### Task objective
Keep only the lines that hold the string "rock", filtering out the rest of the entries below.

Stored data entries
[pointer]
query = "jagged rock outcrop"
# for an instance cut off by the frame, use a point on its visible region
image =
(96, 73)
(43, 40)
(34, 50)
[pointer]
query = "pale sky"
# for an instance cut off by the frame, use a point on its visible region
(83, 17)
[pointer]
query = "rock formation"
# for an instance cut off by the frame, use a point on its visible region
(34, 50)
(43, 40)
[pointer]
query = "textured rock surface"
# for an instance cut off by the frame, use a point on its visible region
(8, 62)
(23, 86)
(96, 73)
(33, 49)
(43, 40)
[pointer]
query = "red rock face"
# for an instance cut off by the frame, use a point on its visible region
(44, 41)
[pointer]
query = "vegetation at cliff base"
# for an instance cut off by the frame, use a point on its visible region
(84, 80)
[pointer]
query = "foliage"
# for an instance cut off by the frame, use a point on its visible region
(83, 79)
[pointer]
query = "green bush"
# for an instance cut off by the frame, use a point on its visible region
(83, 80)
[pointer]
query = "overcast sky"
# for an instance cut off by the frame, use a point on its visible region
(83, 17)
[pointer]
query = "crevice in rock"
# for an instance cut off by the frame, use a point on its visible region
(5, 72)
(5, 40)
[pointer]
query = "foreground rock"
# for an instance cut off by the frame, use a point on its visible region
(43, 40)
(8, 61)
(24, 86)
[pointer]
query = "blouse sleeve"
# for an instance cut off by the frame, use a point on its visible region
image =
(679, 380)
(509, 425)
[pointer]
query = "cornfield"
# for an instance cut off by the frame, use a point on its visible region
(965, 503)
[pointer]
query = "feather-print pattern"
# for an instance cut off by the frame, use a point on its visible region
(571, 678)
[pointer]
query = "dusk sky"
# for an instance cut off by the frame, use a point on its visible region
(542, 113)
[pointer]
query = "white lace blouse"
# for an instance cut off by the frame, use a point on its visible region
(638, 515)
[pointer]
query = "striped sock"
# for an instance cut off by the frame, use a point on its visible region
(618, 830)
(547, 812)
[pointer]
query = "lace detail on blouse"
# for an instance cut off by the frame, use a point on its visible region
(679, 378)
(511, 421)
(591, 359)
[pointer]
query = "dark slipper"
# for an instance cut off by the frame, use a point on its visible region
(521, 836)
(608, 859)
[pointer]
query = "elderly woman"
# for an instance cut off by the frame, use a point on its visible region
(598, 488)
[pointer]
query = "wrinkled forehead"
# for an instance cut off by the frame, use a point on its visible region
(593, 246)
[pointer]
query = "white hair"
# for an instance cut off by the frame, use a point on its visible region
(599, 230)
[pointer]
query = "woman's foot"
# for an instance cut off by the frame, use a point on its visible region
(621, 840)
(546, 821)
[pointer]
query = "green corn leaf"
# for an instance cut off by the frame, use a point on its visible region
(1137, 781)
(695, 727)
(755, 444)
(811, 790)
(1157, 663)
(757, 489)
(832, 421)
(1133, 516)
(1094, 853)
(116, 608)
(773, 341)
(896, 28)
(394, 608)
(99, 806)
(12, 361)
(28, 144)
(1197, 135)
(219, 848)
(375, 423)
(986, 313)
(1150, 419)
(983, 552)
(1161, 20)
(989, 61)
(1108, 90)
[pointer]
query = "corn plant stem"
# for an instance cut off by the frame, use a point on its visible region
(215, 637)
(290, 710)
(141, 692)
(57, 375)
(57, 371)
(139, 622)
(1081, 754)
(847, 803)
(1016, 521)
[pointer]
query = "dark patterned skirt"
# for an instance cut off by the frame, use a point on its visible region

### Response to this exercise
query = "jagged rock outcrop"
query = "rock formation"
query = "textured rock surface"
query = "red rock face"
query = "crevice in rock"
query = "foreground rock"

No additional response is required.